- PASSAGE DU TEXTE -
• • • •

Le travailleur est admis au centre médical Jeff Anderson de Meridian. L'équipe médicale a fait passer une série d'examens au travailleur québécois afin de trouver la source de son malaise. Les médecins découvrent que leur patient québécois souffre d'une infection bactériologique à la prostate. Son séjour de quatre jours à l'hôpital est coûteux, mais il est rassuré par son employeur. « Même quand j'étais hospitalisé, il m'avait appelé et il avait dit : "Casse-toi pas la tête, il n'y a pas de problème, la CSST va probablement payer. Si elle ne paye pas, on a de très bonnes assurances". »

Puis, il poursuit sa convalescence chez lui, à Adstok près de Thetford Mines. Là, une mauvaise surprise l'attend. Il reçoit un état de compte de l'hôpital qui atteint environ 10 000 $. La CSST refuse de payer l'ensemble des frais de son hospitalisation, car son infection ne résulte pas de son travail. Il ne s'en fait pas vraiment, puisque son employeur lui avait dit que l'entreprise avait de bonnes assurances.

À nouveau, le travailleur en convalescence va perdre ses illusions. « La direction de la compagnie m'a dit que je n'étais pas assuré parce que ça ne faisait pas trois mois que je travaillais pour eux. […] J'étais surpris moi aussi parce qu'avant de partir, je leur avais demandé si j'étais assuré, puis ils avaient dit qu'il n'y avait aucun problème, qu'ils avaient de très bonnes assurances. »

• • • •

- DONNÉES FOURNIES -
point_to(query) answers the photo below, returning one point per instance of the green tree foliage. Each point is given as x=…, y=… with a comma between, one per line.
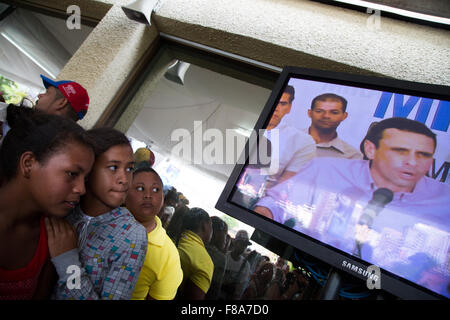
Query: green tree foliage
x=11, y=91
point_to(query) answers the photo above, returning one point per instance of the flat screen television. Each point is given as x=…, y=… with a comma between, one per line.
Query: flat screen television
x=365, y=187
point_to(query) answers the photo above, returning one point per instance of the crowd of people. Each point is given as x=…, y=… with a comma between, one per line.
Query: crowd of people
x=82, y=218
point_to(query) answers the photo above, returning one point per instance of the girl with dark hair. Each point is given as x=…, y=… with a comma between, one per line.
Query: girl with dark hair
x=161, y=273
x=111, y=244
x=44, y=160
x=195, y=261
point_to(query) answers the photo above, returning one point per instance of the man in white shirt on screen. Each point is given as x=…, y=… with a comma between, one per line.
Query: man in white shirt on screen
x=409, y=234
x=288, y=149
x=327, y=111
x=291, y=148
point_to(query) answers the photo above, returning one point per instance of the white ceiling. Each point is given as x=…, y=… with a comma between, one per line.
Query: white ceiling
x=219, y=101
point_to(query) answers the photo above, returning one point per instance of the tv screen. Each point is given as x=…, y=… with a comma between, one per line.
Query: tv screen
x=353, y=170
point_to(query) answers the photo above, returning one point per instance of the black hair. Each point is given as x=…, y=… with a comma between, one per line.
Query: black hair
x=329, y=96
x=375, y=132
x=106, y=138
x=70, y=111
x=291, y=91
x=144, y=168
x=43, y=134
x=171, y=195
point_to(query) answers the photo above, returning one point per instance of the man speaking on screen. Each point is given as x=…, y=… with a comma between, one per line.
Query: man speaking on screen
x=335, y=201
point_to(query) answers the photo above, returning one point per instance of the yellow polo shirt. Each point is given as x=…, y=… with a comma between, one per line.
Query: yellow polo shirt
x=161, y=273
x=195, y=261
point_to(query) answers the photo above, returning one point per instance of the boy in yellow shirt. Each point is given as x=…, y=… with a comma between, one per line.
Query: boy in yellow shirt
x=161, y=273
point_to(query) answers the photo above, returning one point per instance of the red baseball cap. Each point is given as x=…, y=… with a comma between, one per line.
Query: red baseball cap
x=74, y=93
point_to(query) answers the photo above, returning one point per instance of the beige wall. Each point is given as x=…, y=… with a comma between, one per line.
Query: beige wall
x=281, y=32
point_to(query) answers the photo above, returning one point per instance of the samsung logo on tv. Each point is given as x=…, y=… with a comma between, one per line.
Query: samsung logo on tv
x=372, y=273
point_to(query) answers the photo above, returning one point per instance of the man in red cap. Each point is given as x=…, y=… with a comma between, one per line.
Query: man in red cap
x=64, y=98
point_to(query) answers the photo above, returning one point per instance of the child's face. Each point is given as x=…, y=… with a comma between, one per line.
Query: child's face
x=145, y=197
x=57, y=184
x=111, y=177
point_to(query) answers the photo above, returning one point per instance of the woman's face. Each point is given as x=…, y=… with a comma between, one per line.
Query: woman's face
x=57, y=183
x=145, y=197
x=110, y=178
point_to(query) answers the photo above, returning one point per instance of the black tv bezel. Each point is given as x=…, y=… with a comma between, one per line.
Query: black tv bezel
x=334, y=257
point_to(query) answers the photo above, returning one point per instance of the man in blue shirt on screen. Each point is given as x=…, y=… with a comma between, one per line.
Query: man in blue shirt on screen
x=409, y=236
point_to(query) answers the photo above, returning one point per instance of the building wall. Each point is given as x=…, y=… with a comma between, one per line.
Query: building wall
x=281, y=32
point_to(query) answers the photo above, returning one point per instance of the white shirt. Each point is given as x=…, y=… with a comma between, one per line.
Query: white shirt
x=293, y=150
x=336, y=148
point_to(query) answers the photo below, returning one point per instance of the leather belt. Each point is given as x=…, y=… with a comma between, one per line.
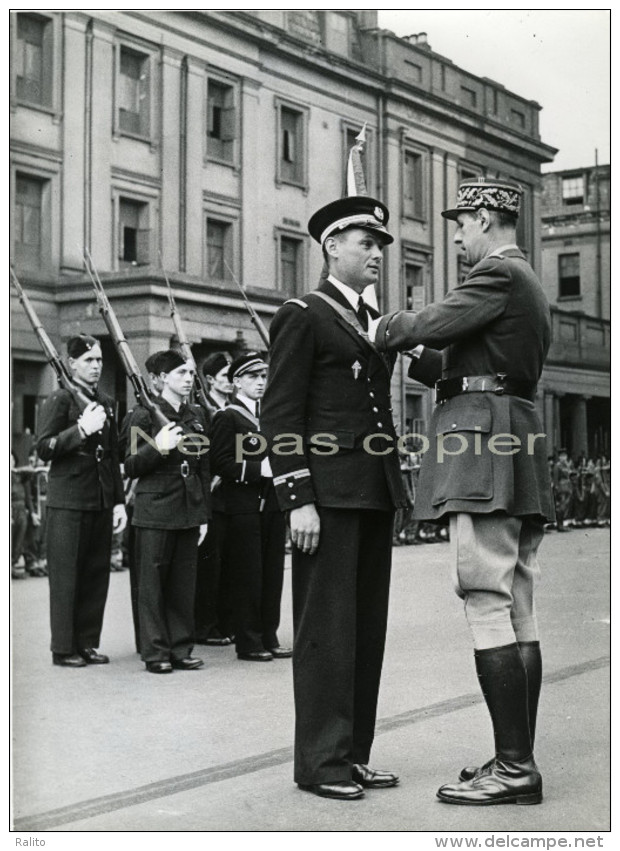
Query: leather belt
x=499, y=384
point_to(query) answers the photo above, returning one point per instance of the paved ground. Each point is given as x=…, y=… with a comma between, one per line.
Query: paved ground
x=114, y=748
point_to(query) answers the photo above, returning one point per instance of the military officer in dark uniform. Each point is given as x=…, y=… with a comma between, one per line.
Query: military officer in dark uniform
x=85, y=504
x=255, y=526
x=170, y=516
x=486, y=469
x=213, y=603
x=329, y=390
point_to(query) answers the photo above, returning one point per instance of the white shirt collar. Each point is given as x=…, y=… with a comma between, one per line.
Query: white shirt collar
x=351, y=296
x=249, y=403
x=502, y=248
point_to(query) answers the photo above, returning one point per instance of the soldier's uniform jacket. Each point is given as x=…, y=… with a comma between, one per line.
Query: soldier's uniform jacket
x=496, y=321
x=84, y=472
x=173, y=488
x=236, y=456
x=328, y=385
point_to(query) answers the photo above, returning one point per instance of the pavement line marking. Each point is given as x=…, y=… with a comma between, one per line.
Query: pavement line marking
x=249, y=765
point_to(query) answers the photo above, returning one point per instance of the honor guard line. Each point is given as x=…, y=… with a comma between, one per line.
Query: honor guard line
x=325, y=443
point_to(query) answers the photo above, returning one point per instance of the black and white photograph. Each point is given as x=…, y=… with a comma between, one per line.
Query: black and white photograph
x=310, y=405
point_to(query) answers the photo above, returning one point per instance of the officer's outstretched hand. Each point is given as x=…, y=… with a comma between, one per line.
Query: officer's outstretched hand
x=92, y=418
x=169, y=437
x=305, y=528
x=119, y=518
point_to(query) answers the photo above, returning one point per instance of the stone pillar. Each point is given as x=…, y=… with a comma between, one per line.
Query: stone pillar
x=579, y=427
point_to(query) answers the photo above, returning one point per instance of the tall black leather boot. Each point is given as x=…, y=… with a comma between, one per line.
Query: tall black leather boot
x=512, y=777
x=532, y=659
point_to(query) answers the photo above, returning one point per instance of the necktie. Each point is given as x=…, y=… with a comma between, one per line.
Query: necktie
x=362, y=313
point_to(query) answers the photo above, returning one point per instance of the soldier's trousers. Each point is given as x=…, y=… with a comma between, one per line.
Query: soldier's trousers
x=340, y=603
x=166, y=589
x=78, y=561
x=494, y=570
x=254, y=555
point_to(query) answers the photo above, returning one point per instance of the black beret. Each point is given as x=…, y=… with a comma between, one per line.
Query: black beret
x=168, y=360
x=152, y=362
x=499, y=195
x=249, y=362
x=354, y=211
x=215, y=363
x=76, y=346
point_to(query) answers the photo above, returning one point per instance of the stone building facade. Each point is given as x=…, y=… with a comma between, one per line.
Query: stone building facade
x=576, y=274
x=200, y=143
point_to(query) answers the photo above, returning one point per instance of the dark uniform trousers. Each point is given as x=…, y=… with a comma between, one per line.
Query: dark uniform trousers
x=347, y=580
x=254, y=553
x=78, y=553
x=167, y=578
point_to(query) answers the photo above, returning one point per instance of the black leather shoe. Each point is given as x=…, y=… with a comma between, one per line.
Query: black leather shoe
x=68, y=660
x=502, y=783
x=470, y=771
x=158, y=667
x=91, y=657
x=371, y=779
x=256, y=656
x=340, y=790
x=280, y=652
x=190, y=663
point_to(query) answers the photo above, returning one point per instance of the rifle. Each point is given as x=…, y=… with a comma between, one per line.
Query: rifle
x=200, y=391
x=258, y=322
x=62, y=373
x=132, y=371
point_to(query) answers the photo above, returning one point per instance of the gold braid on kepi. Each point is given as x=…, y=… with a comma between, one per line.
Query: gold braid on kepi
x=498, y=195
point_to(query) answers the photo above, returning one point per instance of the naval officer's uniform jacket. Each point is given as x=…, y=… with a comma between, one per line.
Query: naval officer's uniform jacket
x=172, y=500
x=327, y=385
x=84, y=485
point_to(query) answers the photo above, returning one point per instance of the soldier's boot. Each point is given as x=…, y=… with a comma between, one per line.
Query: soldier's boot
x=512, y=776
x=532, y=659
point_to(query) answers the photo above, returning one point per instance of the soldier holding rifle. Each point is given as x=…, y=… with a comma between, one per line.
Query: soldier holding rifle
x=85, y=505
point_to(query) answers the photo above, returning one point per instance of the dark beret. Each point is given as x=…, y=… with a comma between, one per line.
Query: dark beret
x=215, y=363
x=76, y=346
x=249, y=362
x=354, y=211
x=168, y=360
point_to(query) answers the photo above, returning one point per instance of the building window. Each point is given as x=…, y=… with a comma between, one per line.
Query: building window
x=469, y=97
x=219, y=250
x=291, y=165
x=413, y=185
x=28, y=221
x=134, y=233
x=221, y=121
x=33, y=60
x=572, y=190
x=291, y=279
x=569, y=277
x=134, y=92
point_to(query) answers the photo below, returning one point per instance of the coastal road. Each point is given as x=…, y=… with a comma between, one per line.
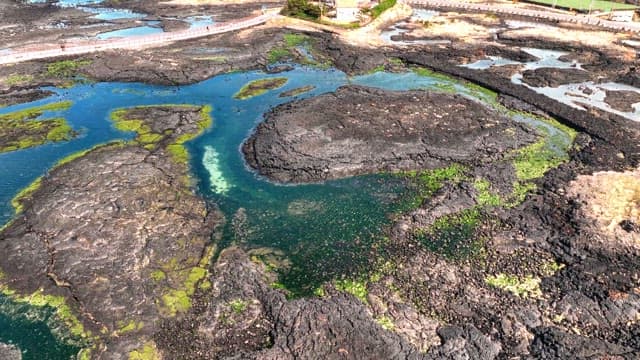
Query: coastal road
x=518, y=11
x=42, y=51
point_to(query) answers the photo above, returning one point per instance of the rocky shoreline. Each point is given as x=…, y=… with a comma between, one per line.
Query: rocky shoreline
x=358, y=130
x=474, y=271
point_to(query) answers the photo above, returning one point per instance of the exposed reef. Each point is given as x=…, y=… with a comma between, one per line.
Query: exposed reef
x=114, y=236
x=24, y=129
x=359, y=130
x=259, y=87
x=9, y=352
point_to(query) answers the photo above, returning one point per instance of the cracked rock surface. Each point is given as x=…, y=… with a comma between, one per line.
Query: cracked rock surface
x=358, y=130
x=117, y=233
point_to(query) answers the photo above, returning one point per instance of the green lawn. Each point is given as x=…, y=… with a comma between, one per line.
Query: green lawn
x=584, y=4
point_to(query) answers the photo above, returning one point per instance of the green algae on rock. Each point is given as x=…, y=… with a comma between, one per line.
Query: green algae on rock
x=297, y=91
x=259, y=87
x=151, y=224
x=23, y=129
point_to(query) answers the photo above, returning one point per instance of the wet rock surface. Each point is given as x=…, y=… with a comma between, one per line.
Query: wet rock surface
x=268, y=326
x=552, y=77
x=9, y=352
x=359, y=130
x=12, y=97
x=586, y=308
x=117, y=233
x=622, y=100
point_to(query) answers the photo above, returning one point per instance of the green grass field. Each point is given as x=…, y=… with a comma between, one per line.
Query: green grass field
x=584, y=5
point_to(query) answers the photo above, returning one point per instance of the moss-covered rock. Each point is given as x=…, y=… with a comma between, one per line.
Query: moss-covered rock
x=25, y=128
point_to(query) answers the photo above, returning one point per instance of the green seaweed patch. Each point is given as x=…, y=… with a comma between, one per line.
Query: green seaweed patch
x=158, y=275
x=292, y=40
x=62, y=310
x=525, y=287
x=128, y=327
x=386, y=323
x=278, y=54
x=22, y=129
x=66, y=69
x=428, y=182
x=259, y=87
x=534, y=160
x=149, y=139
x=454, y=236
x=485, y=196
x=432, y=74
x=27, y=192
x=178, y=300
x=355, y=287
x=18, y=79
x=290, y=50
x=238, y=306
x=297, y=91
x=148, y=351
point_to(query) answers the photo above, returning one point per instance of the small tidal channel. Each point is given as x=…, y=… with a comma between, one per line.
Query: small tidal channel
x=312, y=233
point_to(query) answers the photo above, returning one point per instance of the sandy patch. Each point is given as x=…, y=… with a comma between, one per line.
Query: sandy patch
x=611, y=199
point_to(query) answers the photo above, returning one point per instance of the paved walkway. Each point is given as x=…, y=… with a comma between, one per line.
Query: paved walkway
x=540, y=14
x=42, y=51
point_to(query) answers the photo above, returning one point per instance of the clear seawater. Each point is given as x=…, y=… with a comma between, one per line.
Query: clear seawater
x=319, y=231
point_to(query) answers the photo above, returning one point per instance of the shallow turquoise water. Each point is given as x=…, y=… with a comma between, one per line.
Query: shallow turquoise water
x=320, y=231
x=134, y=31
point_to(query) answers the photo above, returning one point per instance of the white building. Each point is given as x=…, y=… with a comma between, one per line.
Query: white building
x=347, y=10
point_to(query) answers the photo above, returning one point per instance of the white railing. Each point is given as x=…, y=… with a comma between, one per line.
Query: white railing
x=131, y=42
x=577, y=19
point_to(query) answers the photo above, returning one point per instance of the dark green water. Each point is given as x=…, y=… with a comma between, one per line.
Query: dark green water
x=314, y=232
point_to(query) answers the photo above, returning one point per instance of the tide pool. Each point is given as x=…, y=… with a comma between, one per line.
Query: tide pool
x=323, y=230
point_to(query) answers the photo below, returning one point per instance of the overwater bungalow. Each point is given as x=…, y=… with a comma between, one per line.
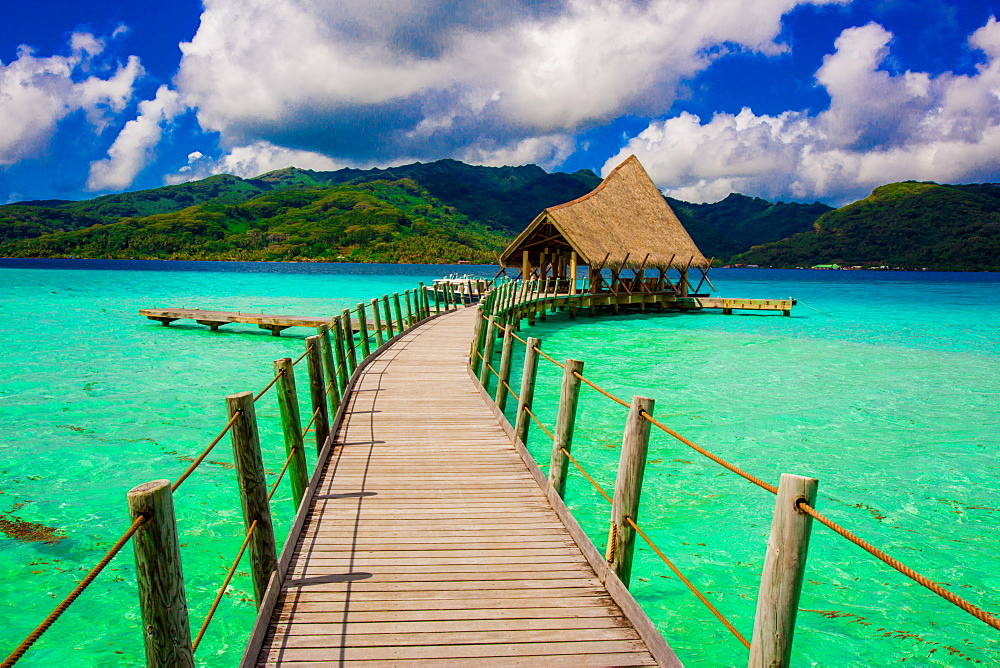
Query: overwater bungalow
x=626, y=240
x=624, y=228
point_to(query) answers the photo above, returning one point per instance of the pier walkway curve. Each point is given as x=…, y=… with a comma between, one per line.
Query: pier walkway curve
x=428, y=540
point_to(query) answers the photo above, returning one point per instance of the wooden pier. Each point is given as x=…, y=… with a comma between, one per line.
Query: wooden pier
x=215, y=319
x=428, y=540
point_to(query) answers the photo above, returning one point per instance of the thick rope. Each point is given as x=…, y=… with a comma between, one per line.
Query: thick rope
x=269, y=385
x=288, y=460
x=973, y=610
x=201, y=457
x=587, y=475
x=306, y=430
x=694, y=590
x=222, y=589
x=538, y=422
x=511, y=391
x=299, y=358
x=558, y=364
x=602, y=391
x=68, y=601
x=718, y=460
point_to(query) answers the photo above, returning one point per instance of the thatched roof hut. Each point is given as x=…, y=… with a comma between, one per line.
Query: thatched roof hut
x=624, y=223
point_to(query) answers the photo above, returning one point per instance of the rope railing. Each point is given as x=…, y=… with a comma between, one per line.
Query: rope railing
x=274, y=487
x=538, y=422
x=694, y=590
x=659, y=552
x=270, y=385
x=510, y=390
x=956, y=600
x=313, y=420
x=300, y=357
x=26, y=644
x=715, y=458
x=204, y=453
x=586, y=475
x=222, y=589
x=952, y=598
x=601, y=390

• • • •

Reprenez le récit du travailleur québécois et de sa facture d'hôpital à la suite de sa dernière phrase.

Contrairement à ce qu'il croyait avant de partir, sa police d'assurance n'entre en vigueur que trois mois après la date de son embauche. Or, au moment de son hospitalisation, ce travailleur était à l'emploi du manufacturier depuis moins de deux mois. Pourtant, le travailleur maintient que son employeur l'avait rassuré verbalement avant de partir pour les États-Unis. Il ajoute que son employeur ne lui avait jamais précisé que son assurance ne devenait valide qu'au troisième mois de son embauche.

La compagnie mère du manufacturier de Plessisville, une compagnie de Québec, refuse d'accorder une entrevue à La Facture. Mais son représentant affirme qu'aucune promesse n'a été faite à ce travailleur.

 

 

Les employés étaient-ils au courant de leur couverture?

Le manufacturier ajoute que les limites de sa police d'assurance sont connues de tous les travailleurs. Pourtant, deux autres nouveaux employés qui étaient présents lors de l'hospitalisation du monteur d'acier affirment que personne ne les a prévenus qu'ils travailleraient aux États-Unis sans assurance hospitalisation.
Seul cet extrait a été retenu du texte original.